**What to do:**
a) Decide whether each statement below agrees with the article on the economic outlook, and answer yes or no, quoting the deciding words of the article: (i) By November the Federal Reserve had raised the federal funds rate to between 3.75% and 4%. (ii) Single-family starts fell below one million at a seasonally adjusted annual rate beginning in March. (iii) In November, construction employment was 126,000 above its pre-pandemic peak.
b) Pick up the article on the economic outlook at the point where it stops, and continue it.

**Exercise passage:**
────

By Bernard Markstein, Ph.D.
The fallout from the COVID-19 pandemic and the policy response to offset its most serious impact on markets is still affecting the economy. In particular, inflation for much of 2022 ran higher and longer than policymakers expected. This was a result of supply chain problems and a shift in demand to more goods at the expense of demand for services stoked to some extent by the stimulus packages meant to prevent falling into a deep recession. The war in Ukraine disrupted food and energy supplies, further contributing to rising prices.
Concern over the high and persistent rate of inflation prompted the Federal Reserve to embark on a program of tightening monetary conditions by starting to raise interest rates in mid-March. The Fed raised the federal funds rate, which the Fed controls directly, from near 0% in early March to between 3.75% and 4% in November. Over that same March to November time frame, the 10-year Treasury bond rose from around 1.9% to around 4% and mortgage rates more than doubled. Meanwhile, Fed Chair Powell has indicated that further increases in interest rates lie ahead.
Higher interest rates have fallen heavily on the housing market. The single-family market has felt most of the pain. Both single-family permits and starts declined from February through October. Starting in July, single-family starts fell below one million starts at a seasonally adjusted annual rate (SAAR). This is well below the minimum long-term need for single-family housing starts of 1.2 million per year. Still higher interest rates will act as a further drag on this market and even fewer starts.
For the overall economy, there is a considerable likelihood of a recession beginning in the first half of 2023—roughly an 85% chance. However, given the strength of both household and business balance sheets, there is high probability that the recession will be fairly mild and a slim possibility that there will not be a recession—the fabled soft landing.
What’s up with employment?
In the first two quarters of the year, real (inflation-adjusted) gross domestic product fell 1.6% and 0.6%, respectively. Normally, two back-to-back quarters of negative GDP growth would indicate that the economy had fallen into recession. This is not a hard and fast rule, but a strong indicator that did not apply this time. Real GDP snapped back in the third quarter, up 2.9%.
Plumbing and HVAC contractors employment ended up taking a different path. Employment for this sector peaked pre-pandemic in February 2020 at 1.17 million jobs. After an initial drop in March and April of 2020, it began to recover. By a year and a half later, in August 2021, employment exceeded its pre-pandemic peak. As of December 2021, the sector had 1.19 million jobs, 2.2% above its pre-pandemic peak. Further, average hourly earnings increased from its February 2020 pre-pandemic peak of $31.35 an hour to $34.35 in December 2021, a jump of 9.6%.
Seasonally adjusted (SA) nonfarm payroll employment has grown every month since the end of 2020. From January 2021 through November 2022, SA employment grew an average of 392,000 per month. November’s SA employment increase was a lower, but still strong, 263,000.
From March through November 2022, seasonally adjusted construction employment was above its February 2020 pre-pandemic peak (7,624,000) except for a slight dip in April (1,000 under its pre-pandemic peak). As of November, it was 126,000 greater than its pre-pandemic peak.

────

**Recorded information:**
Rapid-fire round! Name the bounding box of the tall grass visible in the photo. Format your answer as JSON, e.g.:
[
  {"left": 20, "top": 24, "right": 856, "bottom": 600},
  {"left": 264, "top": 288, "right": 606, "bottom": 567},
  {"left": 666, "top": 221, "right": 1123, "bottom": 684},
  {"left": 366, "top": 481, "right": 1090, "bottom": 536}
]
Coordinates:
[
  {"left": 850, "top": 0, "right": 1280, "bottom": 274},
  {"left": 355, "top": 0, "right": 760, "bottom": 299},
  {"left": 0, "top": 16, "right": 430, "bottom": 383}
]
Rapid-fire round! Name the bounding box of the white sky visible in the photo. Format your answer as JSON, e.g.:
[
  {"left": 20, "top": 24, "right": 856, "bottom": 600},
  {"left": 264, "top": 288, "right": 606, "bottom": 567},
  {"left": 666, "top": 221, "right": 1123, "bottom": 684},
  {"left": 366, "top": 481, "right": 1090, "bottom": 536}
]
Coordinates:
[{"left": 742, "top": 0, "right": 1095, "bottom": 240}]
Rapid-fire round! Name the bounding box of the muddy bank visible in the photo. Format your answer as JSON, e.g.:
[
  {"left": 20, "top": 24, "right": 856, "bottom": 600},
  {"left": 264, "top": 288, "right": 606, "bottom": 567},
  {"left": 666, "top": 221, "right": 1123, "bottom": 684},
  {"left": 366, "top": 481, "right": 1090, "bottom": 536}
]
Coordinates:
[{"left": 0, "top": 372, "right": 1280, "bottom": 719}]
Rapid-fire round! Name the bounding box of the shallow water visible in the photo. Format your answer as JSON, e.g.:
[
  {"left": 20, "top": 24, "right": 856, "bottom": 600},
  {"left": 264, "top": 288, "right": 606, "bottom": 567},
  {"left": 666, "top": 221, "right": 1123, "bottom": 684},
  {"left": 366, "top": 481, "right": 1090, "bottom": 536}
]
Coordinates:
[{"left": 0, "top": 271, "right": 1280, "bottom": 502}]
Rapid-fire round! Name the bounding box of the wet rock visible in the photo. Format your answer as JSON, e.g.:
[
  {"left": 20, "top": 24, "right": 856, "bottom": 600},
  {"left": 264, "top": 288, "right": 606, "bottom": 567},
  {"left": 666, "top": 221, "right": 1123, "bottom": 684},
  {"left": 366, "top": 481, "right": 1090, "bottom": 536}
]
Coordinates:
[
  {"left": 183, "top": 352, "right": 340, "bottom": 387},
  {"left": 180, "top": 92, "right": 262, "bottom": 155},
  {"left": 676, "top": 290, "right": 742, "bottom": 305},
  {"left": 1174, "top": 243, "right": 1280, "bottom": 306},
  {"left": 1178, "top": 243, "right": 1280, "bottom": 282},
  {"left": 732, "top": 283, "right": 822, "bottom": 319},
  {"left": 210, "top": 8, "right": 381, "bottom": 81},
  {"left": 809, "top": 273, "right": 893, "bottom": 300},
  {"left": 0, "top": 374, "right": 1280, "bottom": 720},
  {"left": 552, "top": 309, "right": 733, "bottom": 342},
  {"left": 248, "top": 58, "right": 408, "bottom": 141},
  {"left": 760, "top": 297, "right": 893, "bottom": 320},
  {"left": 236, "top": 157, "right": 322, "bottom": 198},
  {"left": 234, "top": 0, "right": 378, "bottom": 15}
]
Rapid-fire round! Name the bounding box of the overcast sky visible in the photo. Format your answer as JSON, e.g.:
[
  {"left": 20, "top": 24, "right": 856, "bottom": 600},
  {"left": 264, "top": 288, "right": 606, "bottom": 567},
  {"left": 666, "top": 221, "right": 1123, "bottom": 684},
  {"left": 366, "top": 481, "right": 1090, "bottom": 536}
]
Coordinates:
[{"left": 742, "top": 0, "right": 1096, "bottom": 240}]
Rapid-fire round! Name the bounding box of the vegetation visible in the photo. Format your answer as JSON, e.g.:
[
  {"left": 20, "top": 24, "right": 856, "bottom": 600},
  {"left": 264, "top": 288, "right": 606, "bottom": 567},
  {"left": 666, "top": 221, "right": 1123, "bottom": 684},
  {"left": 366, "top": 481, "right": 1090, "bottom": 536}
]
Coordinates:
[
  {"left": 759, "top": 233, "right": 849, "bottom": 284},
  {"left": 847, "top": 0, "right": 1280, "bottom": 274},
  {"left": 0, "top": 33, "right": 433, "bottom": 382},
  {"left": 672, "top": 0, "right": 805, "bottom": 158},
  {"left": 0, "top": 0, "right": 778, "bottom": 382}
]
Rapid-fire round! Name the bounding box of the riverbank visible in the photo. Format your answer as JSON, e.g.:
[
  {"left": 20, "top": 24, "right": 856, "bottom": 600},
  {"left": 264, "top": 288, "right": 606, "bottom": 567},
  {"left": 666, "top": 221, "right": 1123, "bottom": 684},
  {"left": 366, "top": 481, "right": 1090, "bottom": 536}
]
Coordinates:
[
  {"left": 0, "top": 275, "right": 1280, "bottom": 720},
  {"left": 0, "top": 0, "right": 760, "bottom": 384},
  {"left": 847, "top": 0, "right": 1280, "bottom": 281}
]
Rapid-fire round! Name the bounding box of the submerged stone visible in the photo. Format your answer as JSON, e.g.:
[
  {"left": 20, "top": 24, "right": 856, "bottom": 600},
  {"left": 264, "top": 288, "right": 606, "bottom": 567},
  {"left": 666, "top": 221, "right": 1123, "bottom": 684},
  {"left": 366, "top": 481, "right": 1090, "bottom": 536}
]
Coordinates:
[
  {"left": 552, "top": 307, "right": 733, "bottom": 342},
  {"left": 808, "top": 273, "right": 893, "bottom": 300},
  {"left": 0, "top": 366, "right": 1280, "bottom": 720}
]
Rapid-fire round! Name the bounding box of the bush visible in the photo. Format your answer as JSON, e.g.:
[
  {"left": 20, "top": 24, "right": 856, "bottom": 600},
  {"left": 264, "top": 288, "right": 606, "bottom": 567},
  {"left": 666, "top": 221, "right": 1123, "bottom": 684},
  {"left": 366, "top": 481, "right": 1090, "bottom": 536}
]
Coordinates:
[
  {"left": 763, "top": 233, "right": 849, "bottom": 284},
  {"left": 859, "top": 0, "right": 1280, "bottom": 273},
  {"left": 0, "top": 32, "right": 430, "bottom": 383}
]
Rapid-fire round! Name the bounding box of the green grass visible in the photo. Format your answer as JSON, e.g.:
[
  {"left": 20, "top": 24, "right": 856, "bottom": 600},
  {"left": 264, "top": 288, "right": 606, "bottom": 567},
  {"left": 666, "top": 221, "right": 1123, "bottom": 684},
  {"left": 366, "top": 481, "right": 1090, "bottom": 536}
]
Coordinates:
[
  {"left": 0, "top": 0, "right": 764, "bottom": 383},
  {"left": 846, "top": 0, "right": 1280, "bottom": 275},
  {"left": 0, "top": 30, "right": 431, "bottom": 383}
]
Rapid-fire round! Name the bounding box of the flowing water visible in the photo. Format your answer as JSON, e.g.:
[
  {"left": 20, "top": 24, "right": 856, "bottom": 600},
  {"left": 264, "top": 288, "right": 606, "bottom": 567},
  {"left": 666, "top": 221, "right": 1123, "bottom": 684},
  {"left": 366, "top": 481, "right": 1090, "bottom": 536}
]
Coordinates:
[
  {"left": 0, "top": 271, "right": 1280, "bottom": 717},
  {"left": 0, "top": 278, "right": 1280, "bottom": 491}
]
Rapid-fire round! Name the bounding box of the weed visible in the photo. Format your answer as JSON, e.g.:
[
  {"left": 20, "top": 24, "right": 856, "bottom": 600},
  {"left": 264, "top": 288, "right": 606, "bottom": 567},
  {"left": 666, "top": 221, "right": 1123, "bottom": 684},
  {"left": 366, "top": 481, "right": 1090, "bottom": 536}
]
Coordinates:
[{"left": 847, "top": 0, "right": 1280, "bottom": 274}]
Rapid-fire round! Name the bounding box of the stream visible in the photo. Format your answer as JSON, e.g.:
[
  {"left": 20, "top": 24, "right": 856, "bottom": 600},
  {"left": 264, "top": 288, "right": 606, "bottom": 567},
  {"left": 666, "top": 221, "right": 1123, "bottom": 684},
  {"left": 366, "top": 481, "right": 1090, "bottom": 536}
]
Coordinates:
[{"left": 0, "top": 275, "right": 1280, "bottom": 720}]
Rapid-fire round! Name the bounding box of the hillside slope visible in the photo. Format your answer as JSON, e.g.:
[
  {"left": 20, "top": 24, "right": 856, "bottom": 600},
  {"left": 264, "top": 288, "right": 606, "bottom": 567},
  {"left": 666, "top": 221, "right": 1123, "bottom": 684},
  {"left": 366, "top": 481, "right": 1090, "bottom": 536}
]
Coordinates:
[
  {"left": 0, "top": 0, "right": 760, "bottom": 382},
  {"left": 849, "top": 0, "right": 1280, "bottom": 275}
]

────

**Answers by item number:**
a)
(i) Yes: "The Fed raised the federal funds rate, which the Fed controls directly, from near 0% in early March to between 3.75% and 4% in November."
(ii) No: "Starting in July, single-family starts fell below one million starts at a seasonally adjusted annual rate (SAAR)."
(iii) Yes: "As of November, it was 126,000 greater than its pre-pandemic peak."

b)
In November 2022, the national unemployment rate stood at 3.7%, near its recent and pre-pandemic low of 3.5%. For now, the strength in the labor market is evidence that a recession has yet to begin. However, as the effects of higher interest rates work their way through the economy, employment gains will slow, and if a recession ensues, will become employment losses accompanied by a rising unemployment rate.
Plumbing and HVAC contractors employment’s pre-pandemic peak was also in February 2020 at 1.17 million jobs. After an initial drop in March and April of 2020, it began to recover. Unlike national or construction employment, Plumbing and HVAC contractors employment exceeded its pre-pandemic peak much earlier—in August 2021. As of October 2022, the sector had 1.24 million jobs, 6.1% above its pre-pandemic peak. Further, average hourly earnings increased from its February 2020 pre-pandemic peak of $31.35 an hour to $35.89 in October 2022, a jump of 14.5%.
Construction Outlook
Fallout from the pandemic continues to plague the construction industry. The pandemic exacerbated the shortage of skilled labor in construction and was a prime factor in disrupting the supply chain, driving building materials prices higher. The rapid rise in remote work encouraged movement to lower cost areas and a desire for more space, whether in an apartment or in a house. Accompanied by low interest rates and the influx of funds from stimulus payments, demand for single-family houses and larger multifamily units increased.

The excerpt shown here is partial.